# 'Filter failed' and Epson P700



## Nicky3540 (Jun 19, 2020)

I've spent a few hours trying to troubleshoot this issue. I have a new Epson SureColor P700 printer, but can't get it to print from Lightroom. Part of the difficulty in troubleshooting this is all the variables: Is it the new printer itself? The Epson printer driver? The wireless connection? The latest version of Lr? The Mac OS?  

Trying to isolate the problem, I spent an hour on the phone with  Epson, who concluded it's a Mac problem,  and then another hour with Apple, who concluded it's a Lightroom problem. I won't go through all the troubleshooting steps we took, but I did uninstall and reinstall the Epson driver three times, and checked virtually every setting on the Mac side. After lots of experimentation, the Apple rep decided the problem lies with the Printer Settings that are available in the Print dialog box that you get when you hit Print in Lightroom. 

I'm able to print to the P700 from other applications, and also by selecting the Bonjour version of the printer instead of the TCPIP version, but then I get no Printer Settings choices—so that's not an acceptable workaround. According to Apple tech support, the Printer Settings in the dialog box are the 'filter' referred to  in the attached error message that 'fails.'  

SO, I'm at a loss for how to solve this. I've also tried many different settings for the ICC profile in Lightroom, and for Media Type, and Print Quality in the Print dialog box, but always get the 'Filter failed' message and the file doesn't print. 

I guess maybe I'm paying the price for getting a brand-new printer and putting myself on the bleeding edge of technology. Any suggestions would be appreciated.


----------



## Nicky3540 (Jun 19, 2020)

I should also mention that I've "reset the Mac printing system" several times by deleting the printer and all associated files and adding it back in. Didn't fix the problem.


----------



## Victoria Bampton (Jun 20, 2020)

I'd start by hooking it up by USB to exclude the wireless connection. I'd also try reinstalling the driver while connected by USB, because I have vague recollections of having issues getting the right driver with a previous Epson printer. It's a long shot, but you've done all the sensible stuff!


----------



## Nicky3540 (Jun 20, 2020)

Thank you, Victoria. I'll try that, but I don't have a cable with USB  connections at either end lying around (or an adapter). Plenty of cables, just not that one. 

I did discover another possibly useful clue: I always get the Filter Failed message when I select the TCPIP version of the printer in the dialog box, but I can print when I select the AirPrint version of the printer. (See attached screenshots.) But the downside of using the AirPrint version is that I don't get all the Printer Settings options that appear in the dialog box for the TCPIP version.

◆ **Provided data**

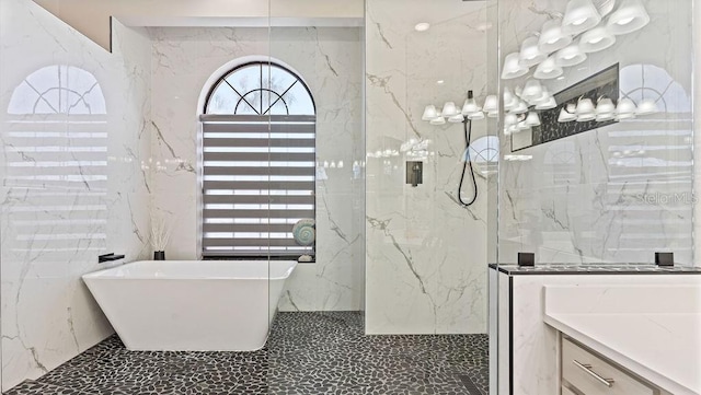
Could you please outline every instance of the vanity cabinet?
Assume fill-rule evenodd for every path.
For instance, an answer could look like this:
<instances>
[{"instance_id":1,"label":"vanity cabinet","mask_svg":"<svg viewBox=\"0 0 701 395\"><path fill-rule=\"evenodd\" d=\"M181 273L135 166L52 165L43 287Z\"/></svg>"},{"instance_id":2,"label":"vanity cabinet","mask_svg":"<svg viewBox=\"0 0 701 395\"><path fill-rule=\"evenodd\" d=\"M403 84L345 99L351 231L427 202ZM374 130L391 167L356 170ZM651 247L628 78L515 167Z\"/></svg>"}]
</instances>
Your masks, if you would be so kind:
<instances>
[{"instance_id":1,"label":"vanity cabinet","mask_svg":"<svg viewBox=\"0 0 701 395\"><path fill-rule=\"evenodd\" d=\"M562 336L560 361L562 394L585 395L664 395L642 377L609 359Z\"/></svg>"},{"instance_id":2,"label":"vanity cabinet","mask_svg":"<svg viewBox=\"0 0 701 395\"><path fill-rule=\"evenodd\" d=\"M545 323L545 291L549 287L565 287L593 289L607 287L619 289L634 284L635 287L666 287L671 289L682 289L682 286L698 284L701 280L701 268L655 268L655 267L630 267L630 266L606 266L606 267L582 267L563 266L552 267L536 266L530 268L518 266L491 266L490 270L490 355L498 358L490 358L490 395L590 395L590 394L630 394L630 395L669 395L662 392L656 386L663 387L674 395L699 395L701 392L693 390L693 380L688 386L692 390L683 390L676 385L674 380L653 376L651 374L635 371L635 374L643 376L645 381L637 380L637 376L629 374L632 368L620 360L611 363L608 359L600 358L601 350L593 357L606 362L607 370L599 370L599 362L591 362L594 359L584 359L586 353L582 347L568 347L567 361L562 362L565 367L565 374L561 374L561 360L563 358L562 336L563 329L556 329ZM656 291L657 292L657 291ZM691 300L683 295L669 298L658 298L656 292L647 292L650 295L659 299L659 302L669 306L681 307L682 301ZM612 294L610 292L609 294ZM582 305L598 303L599 299L576 299ZM676 301L669 305L669 301ZM623 299L618 299L623 303ZM627 299L631 309L641 311L646 309L646 303L636 302L637 299ZM616 303L609 303L613 305ZM637 306L637 307L635 307ZM630 315L632 316L632 315ZM610 318L609 318L610 317ZM625 316L611 314L606 318L604 326L616 328L617 332L630 327L631 334L642 334L641 329L645 323L623 323ZM610 320L610 321L609 321ZM616 321L618 320L618 321ZM616 323L613 323L616 321ZM648 325L650 326L650 325ZM685 327L683 325L677 325ZM619 330L620 329L620 330ZM662 329L660 329L662 330ZM690 329L691 330L691 329ZM574 336L573 334L570 334ZM656 339L663 336L653 337ZM681 338L681 337L679 337ZM664 341L671 344L674 339L669 337ZM572 342L572 340L568 340ZM584 340L576 339L579 344ZM674 340L676 347L679 339ZM572 342L574 344L574 342ZM591 345L586 344L589 349ZM693 346L692 346L693 347ZM606 385L589 377L588 373L575 365L572 359L577 359L583 365L590 364L593 370L602 379L613 379L614 384L609 388ZM598 360L597 360L598 361ZM693 365L696 362L680 362L681 367ZM669 363L671 364L671 363ZM665 367L669 365L665 364ZM619 369L620 365L628 367ZM610 368L609 368L610 367ZM564 380L563 380L564 379ZM586 381L585 381L586 379ZM567 381L566 385L563 385ZM590 383L588 381L591 381ZM586 385L585 385L586 383ZM654 383L652 385L651 383ZM578 385L577 385L578 384ZM595 385L598 384L598 385ZM576 388L576 390L575 390ZM679 390L681 388L681 390Z\"/></svg>"}]
</instances>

◆ **Requirement 1**
Answer these questions on the forum thread about the Epson P700:
(a) How many times was the Epson driver uninstalled and reinstalled?
(b) What kind of connection does Victoria Bampton suggest using to rule out the wireless connection?
(c) Which version of the printer always brings up the Filter Failed message when it is selected in the dialog box?
◆ **Requirement 2**
Give back each line of the records that contains the word "every".

◆ **Complete response 1**
(a) Three times.
(b) USB.
(c) The TCPIP version.

◆ **Complete response 2**
Could you please outline every instance of the vanity cabinet?
Assume fill-rule evenodd for every path.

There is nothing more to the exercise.